*Written request*
Starting at the line containing "man's hand | locate" and ending at the last line of the records below, rename "groom" to "bridegroom". Reproduce those lines with everything else unchanged.

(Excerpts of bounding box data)
· · · ·

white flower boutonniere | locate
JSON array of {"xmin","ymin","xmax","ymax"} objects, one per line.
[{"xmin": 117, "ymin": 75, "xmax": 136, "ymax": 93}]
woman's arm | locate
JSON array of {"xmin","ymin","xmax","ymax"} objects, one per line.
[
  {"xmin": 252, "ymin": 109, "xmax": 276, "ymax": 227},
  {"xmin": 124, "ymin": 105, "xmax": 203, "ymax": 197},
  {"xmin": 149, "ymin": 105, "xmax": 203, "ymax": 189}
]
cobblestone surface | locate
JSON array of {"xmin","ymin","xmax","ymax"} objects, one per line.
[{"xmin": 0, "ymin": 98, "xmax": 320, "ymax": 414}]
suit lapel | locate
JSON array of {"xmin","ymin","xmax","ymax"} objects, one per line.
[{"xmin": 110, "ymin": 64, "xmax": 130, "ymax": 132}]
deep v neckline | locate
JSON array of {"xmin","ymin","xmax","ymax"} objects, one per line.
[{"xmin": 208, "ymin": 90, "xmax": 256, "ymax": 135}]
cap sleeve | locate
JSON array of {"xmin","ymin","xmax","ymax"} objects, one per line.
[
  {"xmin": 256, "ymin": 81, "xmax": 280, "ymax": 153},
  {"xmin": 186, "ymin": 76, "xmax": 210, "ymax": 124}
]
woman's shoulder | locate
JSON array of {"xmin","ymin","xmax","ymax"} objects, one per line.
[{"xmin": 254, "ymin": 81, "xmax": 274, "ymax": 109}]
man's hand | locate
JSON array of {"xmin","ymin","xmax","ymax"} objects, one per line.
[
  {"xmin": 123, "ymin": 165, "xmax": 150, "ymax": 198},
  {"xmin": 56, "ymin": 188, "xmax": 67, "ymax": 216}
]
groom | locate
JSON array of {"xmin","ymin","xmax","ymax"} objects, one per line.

· · · ·

*Response to the exercise*
man's hand | locate
JSON array of {"xmin","ymin","xmax","ymax"} objects, one per line.
[
  {"xmin": 123, "ymin": 165, "xmax": 150, "ymax": 198},
  {"xmin": 56, "ymin": 188, "xmax": 67, "ymax": 216}
]
bridegroom | locate
JSON array of {"xmin","ymin","xmax","ymax"} objects, one per line.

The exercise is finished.